* **TASK TO CARRY OUT**
Put all of the records below into a numbered list and leave out any blank lines.

* **EXERCISE MATERIALS**
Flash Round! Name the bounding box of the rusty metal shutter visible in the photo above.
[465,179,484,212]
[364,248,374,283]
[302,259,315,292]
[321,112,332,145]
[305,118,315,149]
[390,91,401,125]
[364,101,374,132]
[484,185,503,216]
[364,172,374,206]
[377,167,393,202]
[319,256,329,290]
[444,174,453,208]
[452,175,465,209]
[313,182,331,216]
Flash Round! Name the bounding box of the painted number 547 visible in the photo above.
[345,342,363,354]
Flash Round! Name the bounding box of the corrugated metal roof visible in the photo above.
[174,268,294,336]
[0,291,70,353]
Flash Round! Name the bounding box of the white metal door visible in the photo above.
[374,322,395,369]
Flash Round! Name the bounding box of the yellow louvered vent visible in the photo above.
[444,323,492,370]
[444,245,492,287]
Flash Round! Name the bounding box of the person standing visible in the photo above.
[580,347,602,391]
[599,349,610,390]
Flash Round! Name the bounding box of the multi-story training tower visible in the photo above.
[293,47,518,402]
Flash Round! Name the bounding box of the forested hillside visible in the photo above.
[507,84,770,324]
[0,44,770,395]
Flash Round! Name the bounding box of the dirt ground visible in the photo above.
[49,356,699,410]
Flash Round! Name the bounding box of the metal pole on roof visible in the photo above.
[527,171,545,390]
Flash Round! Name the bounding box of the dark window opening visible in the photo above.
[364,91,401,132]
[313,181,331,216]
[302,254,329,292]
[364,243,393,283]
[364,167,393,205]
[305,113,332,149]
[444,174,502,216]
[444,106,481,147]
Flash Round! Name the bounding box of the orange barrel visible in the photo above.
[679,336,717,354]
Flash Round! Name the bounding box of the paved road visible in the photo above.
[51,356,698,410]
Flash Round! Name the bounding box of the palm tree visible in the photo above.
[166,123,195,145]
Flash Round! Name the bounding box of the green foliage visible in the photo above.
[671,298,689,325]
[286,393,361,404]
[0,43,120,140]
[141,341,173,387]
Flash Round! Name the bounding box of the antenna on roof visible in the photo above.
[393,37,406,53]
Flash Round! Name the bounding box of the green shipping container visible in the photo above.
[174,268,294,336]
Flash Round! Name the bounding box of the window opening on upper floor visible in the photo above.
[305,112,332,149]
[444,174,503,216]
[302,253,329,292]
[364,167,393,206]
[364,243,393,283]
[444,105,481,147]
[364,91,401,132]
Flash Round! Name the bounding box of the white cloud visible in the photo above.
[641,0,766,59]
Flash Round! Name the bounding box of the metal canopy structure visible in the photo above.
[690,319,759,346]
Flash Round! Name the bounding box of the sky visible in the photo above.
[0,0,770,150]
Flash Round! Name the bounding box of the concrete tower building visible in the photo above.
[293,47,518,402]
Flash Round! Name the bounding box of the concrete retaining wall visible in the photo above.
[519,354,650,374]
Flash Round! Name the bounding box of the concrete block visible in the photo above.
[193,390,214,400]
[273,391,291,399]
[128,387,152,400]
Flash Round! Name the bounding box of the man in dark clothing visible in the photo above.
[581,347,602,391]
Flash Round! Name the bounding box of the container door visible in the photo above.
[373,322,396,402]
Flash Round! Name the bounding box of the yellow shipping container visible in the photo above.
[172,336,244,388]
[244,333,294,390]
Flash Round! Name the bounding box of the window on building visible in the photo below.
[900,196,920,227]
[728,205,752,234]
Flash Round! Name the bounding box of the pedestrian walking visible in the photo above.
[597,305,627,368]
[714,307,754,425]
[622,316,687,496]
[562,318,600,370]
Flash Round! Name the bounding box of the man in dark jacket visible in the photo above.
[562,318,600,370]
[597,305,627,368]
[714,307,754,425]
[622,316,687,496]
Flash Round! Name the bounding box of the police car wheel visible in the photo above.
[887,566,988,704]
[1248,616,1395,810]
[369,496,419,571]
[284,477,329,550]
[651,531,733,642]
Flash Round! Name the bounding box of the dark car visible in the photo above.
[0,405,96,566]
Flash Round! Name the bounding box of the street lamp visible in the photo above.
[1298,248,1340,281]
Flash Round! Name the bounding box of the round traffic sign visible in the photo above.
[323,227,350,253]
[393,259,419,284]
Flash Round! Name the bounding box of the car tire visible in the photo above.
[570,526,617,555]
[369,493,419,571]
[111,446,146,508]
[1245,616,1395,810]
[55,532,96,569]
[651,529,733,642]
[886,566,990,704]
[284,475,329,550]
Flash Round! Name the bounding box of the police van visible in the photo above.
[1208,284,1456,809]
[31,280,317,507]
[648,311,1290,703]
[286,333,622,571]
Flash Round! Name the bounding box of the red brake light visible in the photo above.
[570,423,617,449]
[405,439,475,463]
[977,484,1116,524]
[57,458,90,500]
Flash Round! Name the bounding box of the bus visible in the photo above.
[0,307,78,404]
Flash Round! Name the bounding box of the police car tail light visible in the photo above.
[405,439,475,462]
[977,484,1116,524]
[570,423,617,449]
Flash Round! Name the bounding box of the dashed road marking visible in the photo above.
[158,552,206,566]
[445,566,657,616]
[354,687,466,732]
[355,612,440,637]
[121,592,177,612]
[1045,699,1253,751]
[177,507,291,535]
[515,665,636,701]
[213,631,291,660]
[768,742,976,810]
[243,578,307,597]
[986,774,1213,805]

* **RESPONSE**
1. Flash Round! Name the bounding box of the rusty metal shutter visible in the photo above.
2. [465,179,484,212]
3. [364,248,374,283]
4. [302,259,315,292]
5. [321,112,332,145]
6. [305,118,315,149]
7. [390,91,401,125]
8. [364,101,374,132]
9. [484,185,503,216]
10. [364,172,374,206]
11. [377,167,393,202]
12. [319,256,329,290]
13. [444,174,453,208]
14. [452,175,465,209]
15. [313,182,331,216]
16. Flash Round! Name the bounding box of the painted number 547 visible in the photo above.
17. [345,342,363,354]
18. Flash Round! Name the bounding box of the corrugated metal roof visible in the photo above.
19. [174,268,294,336]
20. [0,291,70,353]
21. Flash Round! Name the bounding box of the white metal door visible in the photo above.
22. [374,322,395,369]
23. Flash Round! Name the bounding box of the yellow louvered vent visible in the photo above.
24. [444,323,492,370]
25. [444,245,492,287]
26. Flash Round! Name the bounding box of the person standing visible in the photo above.
27. [580,347,602,391]
28. [599,349,610,390]
29. Flash Round! Name the bounding box of the multi-story training tower visible in the photo above.
30. [293,47,518,402]
31. Flash Round! Name the bounding box of the forested hillside visible in the photo above.
32. [507,84,770,324]
33. [0,44,770,395]
34. Flash Round! Name the bounding box of the dirt ground visible in the photo above.
35. [49,356,699,410]
36. Flash Round! Name the bounding box of the metal pole on roof visible in the photo above.
37. [527,171,545,390]
38. Flash Round! Name the bounding box of the dark window opening visible in the photo above.
39. [364,91,401,132]
40. [313,181,331,216]
41. [302,254,329,292]
42. [364,243,393,283]
43. [364,167,393,205]
44. [305,113,332,149]
45. [444,174,502,216]
46. [444,106,481,147]
47. Flash Round! Name the bounding box of the orange barrel visible in the photo above.
48. [679,336,717,354]
49. Flash Round! Name the bounding box of the paved road visible in the photo above.
50. [51,356,698,410]
51. Flash Round! Name the bounding box of the palm tree visible in the photo above.
52. [166,123,195,145]
53. Flash Round! Name the bounding box of the green foliage visible in the photo above.
54. [671,298,689,325]
55. [286,393,361,404]
56. [0,43,120,140]
57. [141,341,173,387]
58. Flash Round! Name the bounding box of the antenna on roof visible in the photo above.
59. [393,37,406,53]
60. Flash Round! Name the bounding box of the green shipping container visible in the photo above.
61. [174,268,294,336]
62. Flash Round! Name the bounding box of the window opening on upper floor visible in the photo above.
63. [305,112,332,149]
64. [444,174,503,216]
65. [302,253,329,292]
66. [364,167,393,206]
67. [364,243,393,283]
68. [444,105,481,147]
69. [364,91,401,132]
70. Flash Round! Name the bounding box of the white cloud visible in the photo above.
71. [641,0,766,59]
72. Flash Round! Name the bounding box of the metal canopy structure visible in the photo above.
73. [690,319,759,346]
74. Flash Round! Name the bounding box of the sky visible in the photo above.
75. [0,0,770,150]
76. Flash Round! Name the bounding box of the concrete tower building visible in the photo above.
77. [293,47,518,402]
78. Flash Round! Name the bounding box of the concrete retaining wall visible in the photo above.
79. [519,354,650,374]
80. Flash Round! Name the bounding box of the concrete block visible in the photo above.
81. [193,390,214,400]
82. [273,391,291,399]
83. [128,387,152,400]
84. Flash Round! Name the bounding box of the man in dark clothing visible in the photo above.
85. [581,347,602,391]
86. Flash Round! Name the bounding box of the container door visible in the photo above.
87. [373,322,396,402]
88. Flash Round! Name the bounding box of the yellow shipping container visible in the photo above.
89. [172,336,244,388]
90. [244,333,294,390]
91. Flash Round! Name the bounding box of the window on building visible in the photo below.
92. [900,196,920,227]
93. [728,205,752,234]
94. Flash Round! Name the bounding box of the pedestrian walking visible in the photo above.
95. [597,305,627,368]
96. [714,307,754,425]
97. [622,316,687,496]
98. [562,318,600,370]
99. Flash Round! Name the bounding box of the man in dark jacket visible in the photo above.
100. [562,318,600,370]
101. [597,305,627,368]
102. [714,307,754,425]
103. [622,316,687,496]
104. Flash Round! Name the bounding box of the police car wheel visible in the photo above.
105. [887,566,988,704]
106. [1248,616,1395,810]
107. [369,496,419,571]
108. [284,477,329,550]
109. [651,531,733,642]
110. Flash Round! Name the bounding box of the dark car visible in the photo above.
111. [0,405,96,566]
112. Flash Round! Name the bounding box of the street lamp visible in the photo above.
113. [1298,248,1340,281]
114. Flash Round! Name the bounding box of the round traffic sign visible in the photo above.
115. [323,227,350,253]
116. [393,259,419,284]
117. Flash Round! Name the bounding box of the car tire visible in the photo above.
118. [570,526,617,555]
119. [369,493,419,571]
120. [111,446,146,508]
121. [1245,616,1395,810]
122. [55,532,96,569]
123. [651,529,733,642]
124. [886,566,990,704]
125. [284,475,329,550]
126. Flash Round! Name the bounding box of the police van visible in the photo above.
127. [1208,284,1456,809]
128. [31,280,317,507]
129. [648,311,1290,703]
130. [286,333,622,571]
131. Flash Round! Name the bounding box of the red brake light visible in the photo above.
132. [570,423,617,449]
133. [405,439,475,463]
134. [977,484,1116,524]
135. [57,458,90,500]
136. Flash Round! Name the bounding box of the bus visible in the photo above.
137. [0,307,78,404]
138. Flash Round! Name the bounding box of the police car tail light visible in the photo above.
139. [405,439,475,462]
140. [977,484,1116,524]
141. [570,423,617,449]
142. Flash Round! Name the bounding box of the dashed road marking visible in the photo above.
143. [158,552,206,566]
144. [445,566,657,616]
145. [354,687,466,732]
146. [355,612,440,637]
147. [121,592,177,612]
148. [1045,699,1253,751]
149. [177,507,291,535]
150. [515,665,636,701]
151. [213,631,291,660]
152. [768,742,976,810]
153. [243,578,307,597]
154. [986,774,1213,805]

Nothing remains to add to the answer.